§ **Aim of the task**:
Transcribe every line of the material below verbatim, omitting the pictures.

-- start Information supplied --

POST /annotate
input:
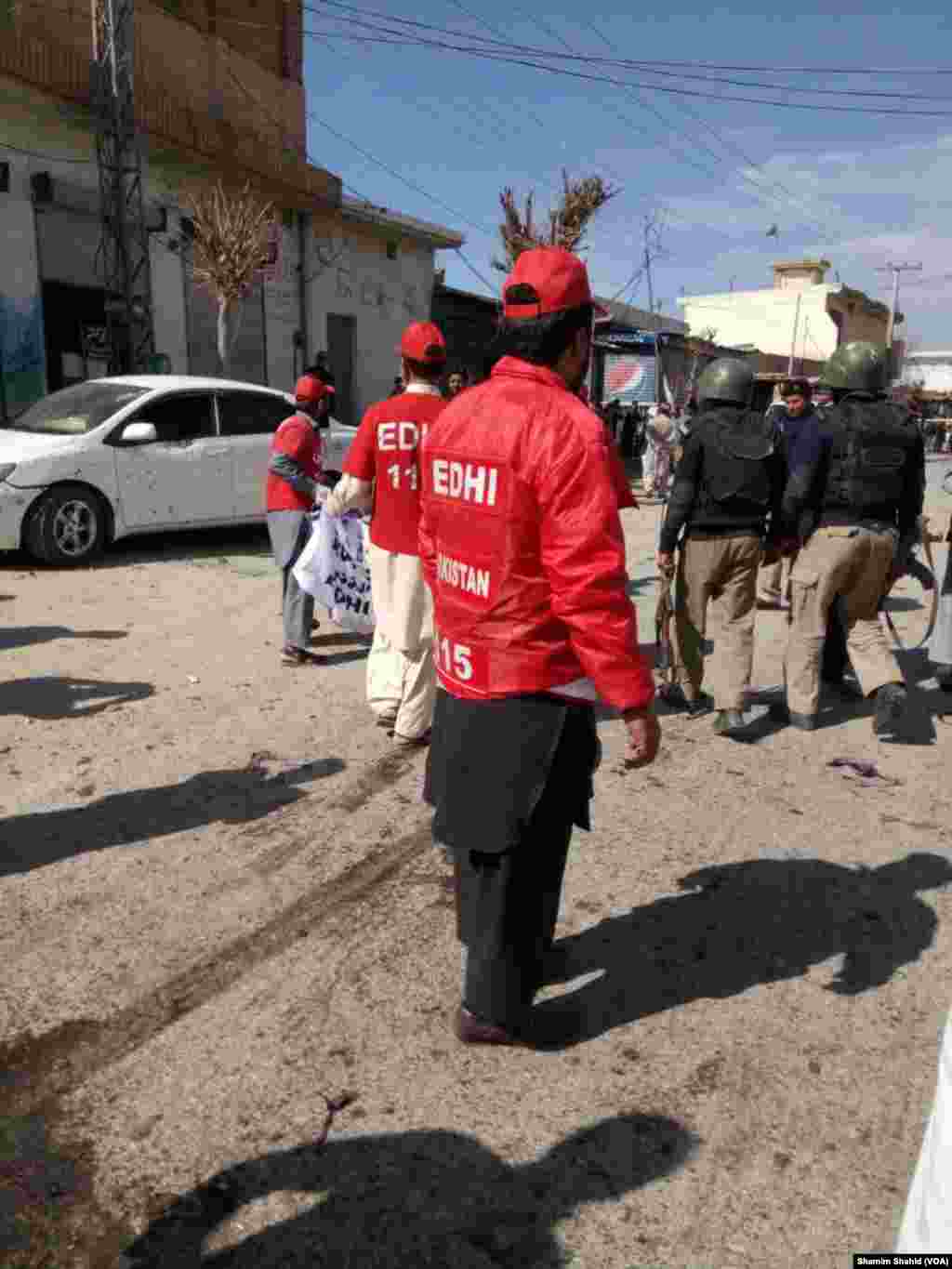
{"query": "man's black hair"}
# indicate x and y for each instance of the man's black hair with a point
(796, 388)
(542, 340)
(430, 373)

-- end Information supplied --

§ **Solution for this exercise**:
POST /annotate
input:
{"query": "man's black hair"}
# indicate x and y for each instance of the man's black hair with a point
(796, 388)
(542, 340)
(430, 373)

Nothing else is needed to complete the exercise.